[Dataset excerpt]
──────────

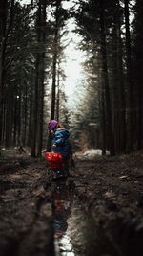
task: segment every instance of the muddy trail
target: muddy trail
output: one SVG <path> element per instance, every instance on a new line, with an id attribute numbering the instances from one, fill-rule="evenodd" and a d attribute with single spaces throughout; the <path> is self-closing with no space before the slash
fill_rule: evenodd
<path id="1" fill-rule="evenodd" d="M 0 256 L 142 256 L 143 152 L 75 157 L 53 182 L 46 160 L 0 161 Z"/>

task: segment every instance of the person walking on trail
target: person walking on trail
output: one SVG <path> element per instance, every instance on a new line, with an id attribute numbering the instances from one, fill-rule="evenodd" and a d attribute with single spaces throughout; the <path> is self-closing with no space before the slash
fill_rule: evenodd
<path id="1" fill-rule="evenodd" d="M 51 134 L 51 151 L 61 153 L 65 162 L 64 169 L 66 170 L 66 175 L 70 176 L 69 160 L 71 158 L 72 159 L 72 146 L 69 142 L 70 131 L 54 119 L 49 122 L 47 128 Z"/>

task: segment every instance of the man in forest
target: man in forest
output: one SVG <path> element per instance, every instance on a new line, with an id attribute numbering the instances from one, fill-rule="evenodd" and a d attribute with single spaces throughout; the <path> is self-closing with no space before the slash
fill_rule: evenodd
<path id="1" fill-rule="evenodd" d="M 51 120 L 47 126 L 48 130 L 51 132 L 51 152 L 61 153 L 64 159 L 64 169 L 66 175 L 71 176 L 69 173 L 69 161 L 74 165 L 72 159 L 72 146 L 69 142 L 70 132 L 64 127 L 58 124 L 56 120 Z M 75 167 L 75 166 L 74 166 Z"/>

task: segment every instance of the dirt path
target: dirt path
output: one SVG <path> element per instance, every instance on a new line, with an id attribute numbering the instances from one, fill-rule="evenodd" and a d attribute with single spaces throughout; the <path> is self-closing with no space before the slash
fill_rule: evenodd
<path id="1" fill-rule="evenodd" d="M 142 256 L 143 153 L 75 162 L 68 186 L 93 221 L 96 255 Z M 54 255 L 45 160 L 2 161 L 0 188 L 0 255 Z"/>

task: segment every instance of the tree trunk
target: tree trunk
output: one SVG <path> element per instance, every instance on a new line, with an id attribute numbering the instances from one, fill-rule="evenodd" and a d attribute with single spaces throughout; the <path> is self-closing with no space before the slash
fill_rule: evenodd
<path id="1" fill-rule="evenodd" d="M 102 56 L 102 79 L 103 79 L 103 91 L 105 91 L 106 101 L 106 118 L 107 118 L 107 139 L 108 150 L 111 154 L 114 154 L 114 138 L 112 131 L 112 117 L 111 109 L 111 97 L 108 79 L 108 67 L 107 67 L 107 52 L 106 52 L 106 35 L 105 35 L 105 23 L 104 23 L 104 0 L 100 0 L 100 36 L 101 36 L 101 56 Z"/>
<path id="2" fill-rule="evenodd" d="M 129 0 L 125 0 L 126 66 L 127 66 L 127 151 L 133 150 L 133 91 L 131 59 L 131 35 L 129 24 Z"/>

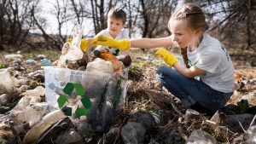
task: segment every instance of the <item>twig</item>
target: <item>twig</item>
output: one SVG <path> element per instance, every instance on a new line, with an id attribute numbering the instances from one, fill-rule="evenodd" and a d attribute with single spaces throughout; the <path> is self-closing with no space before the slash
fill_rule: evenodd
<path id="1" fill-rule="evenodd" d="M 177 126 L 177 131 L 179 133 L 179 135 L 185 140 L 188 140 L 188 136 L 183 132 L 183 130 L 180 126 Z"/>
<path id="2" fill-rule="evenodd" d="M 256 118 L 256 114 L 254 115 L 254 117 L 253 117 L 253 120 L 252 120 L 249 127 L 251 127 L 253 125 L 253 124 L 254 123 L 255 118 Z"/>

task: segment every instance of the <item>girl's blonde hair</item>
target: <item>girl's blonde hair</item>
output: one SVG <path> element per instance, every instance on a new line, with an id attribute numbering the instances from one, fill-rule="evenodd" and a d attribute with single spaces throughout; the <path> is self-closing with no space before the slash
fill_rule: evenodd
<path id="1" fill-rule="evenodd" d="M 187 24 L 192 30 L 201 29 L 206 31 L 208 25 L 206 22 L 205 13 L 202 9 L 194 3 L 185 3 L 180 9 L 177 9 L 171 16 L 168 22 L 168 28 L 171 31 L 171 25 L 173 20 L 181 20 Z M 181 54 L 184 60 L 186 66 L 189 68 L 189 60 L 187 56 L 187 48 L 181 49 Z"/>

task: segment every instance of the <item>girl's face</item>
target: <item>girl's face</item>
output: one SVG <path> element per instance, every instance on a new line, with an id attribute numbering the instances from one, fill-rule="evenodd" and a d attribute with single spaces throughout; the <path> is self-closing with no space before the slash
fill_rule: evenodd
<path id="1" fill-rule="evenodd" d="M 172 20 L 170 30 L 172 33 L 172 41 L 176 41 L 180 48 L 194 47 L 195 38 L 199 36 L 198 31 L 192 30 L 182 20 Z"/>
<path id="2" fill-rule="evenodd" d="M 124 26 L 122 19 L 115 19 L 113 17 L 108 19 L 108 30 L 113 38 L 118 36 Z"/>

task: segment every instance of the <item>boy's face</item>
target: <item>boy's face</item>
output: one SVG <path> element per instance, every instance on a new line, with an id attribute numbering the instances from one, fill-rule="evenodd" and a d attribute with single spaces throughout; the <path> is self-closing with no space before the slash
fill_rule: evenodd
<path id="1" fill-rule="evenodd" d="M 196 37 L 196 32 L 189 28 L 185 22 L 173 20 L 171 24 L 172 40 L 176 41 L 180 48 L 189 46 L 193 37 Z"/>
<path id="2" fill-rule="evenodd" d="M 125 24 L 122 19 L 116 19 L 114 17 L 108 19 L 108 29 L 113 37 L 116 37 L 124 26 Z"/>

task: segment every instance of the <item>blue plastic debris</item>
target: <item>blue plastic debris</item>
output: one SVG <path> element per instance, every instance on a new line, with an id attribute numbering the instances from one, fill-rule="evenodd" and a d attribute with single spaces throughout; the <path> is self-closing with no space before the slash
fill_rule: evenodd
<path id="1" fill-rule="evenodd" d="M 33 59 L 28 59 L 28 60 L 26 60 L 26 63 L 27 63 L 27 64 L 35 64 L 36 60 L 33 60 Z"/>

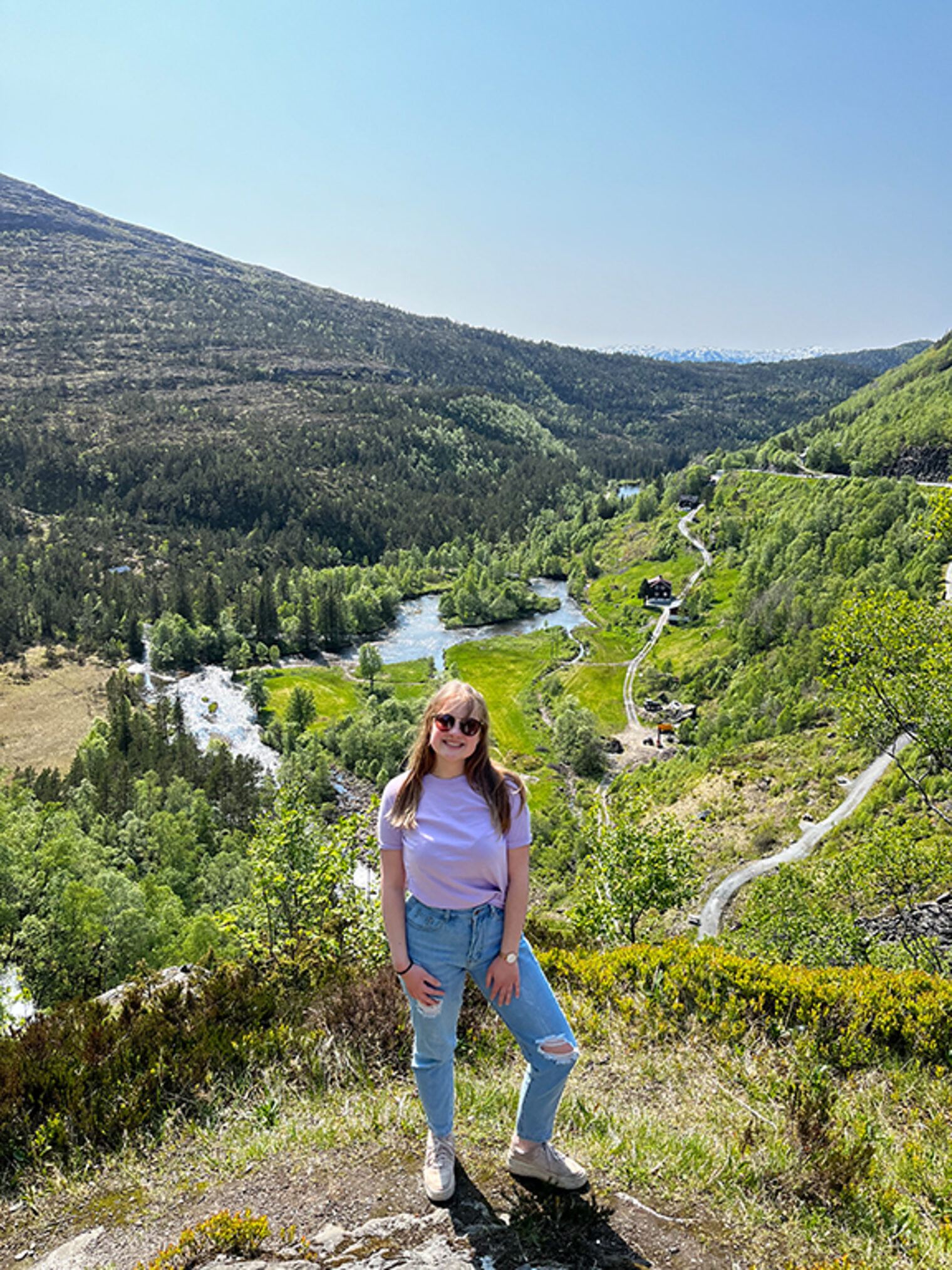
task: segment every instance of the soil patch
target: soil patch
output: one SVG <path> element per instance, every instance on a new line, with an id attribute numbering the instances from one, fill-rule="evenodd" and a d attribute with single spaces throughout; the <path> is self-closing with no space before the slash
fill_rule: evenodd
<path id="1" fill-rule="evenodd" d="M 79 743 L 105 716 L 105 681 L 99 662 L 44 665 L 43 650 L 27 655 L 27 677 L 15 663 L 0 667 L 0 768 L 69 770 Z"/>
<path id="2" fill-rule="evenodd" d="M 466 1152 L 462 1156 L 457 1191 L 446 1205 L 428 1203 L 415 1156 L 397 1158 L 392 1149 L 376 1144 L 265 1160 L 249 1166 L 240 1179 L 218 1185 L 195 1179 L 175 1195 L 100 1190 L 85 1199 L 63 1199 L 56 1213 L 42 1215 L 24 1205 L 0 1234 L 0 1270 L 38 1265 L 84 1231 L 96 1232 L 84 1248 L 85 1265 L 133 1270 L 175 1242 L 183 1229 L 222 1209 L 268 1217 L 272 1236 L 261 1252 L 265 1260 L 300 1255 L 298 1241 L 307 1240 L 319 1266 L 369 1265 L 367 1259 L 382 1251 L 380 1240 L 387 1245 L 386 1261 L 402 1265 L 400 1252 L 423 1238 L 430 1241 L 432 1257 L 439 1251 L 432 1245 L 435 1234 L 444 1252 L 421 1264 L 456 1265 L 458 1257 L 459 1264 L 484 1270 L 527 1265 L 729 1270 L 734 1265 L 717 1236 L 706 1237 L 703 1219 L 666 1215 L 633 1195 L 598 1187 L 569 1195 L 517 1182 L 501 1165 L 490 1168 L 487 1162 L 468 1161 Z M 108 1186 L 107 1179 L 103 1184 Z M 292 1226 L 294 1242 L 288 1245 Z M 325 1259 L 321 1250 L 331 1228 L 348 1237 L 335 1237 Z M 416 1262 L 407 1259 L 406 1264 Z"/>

──────────

→ Request: Rewrite everything from the line containing "task: segment every instance of the <item>blue" down to the line containing "33 59 L 28 59", replacing "debris" with "litter" and leaving all else unchanged.

→ Result of this exercise:
task: segment every instance of the <item>blue plastic litter</item>
target: <item>blue plastic litter</item>
output: one SVG <path> element per instance, every instance on a new line, with an id attribute numbering the instances from one, fill-rule="evenodd" and a d attribute with single spaces throughout; the <path> is self-closing with no space before the slash
fill_rule: evenodd
<path id="1" fill-rule="evenodd" d="M 33 59 L 28 59 L 28 60 L 26 60 L 26 63 L 27 63 L 27 64 L 35 64 L 36 60 L 33 60 Z"/>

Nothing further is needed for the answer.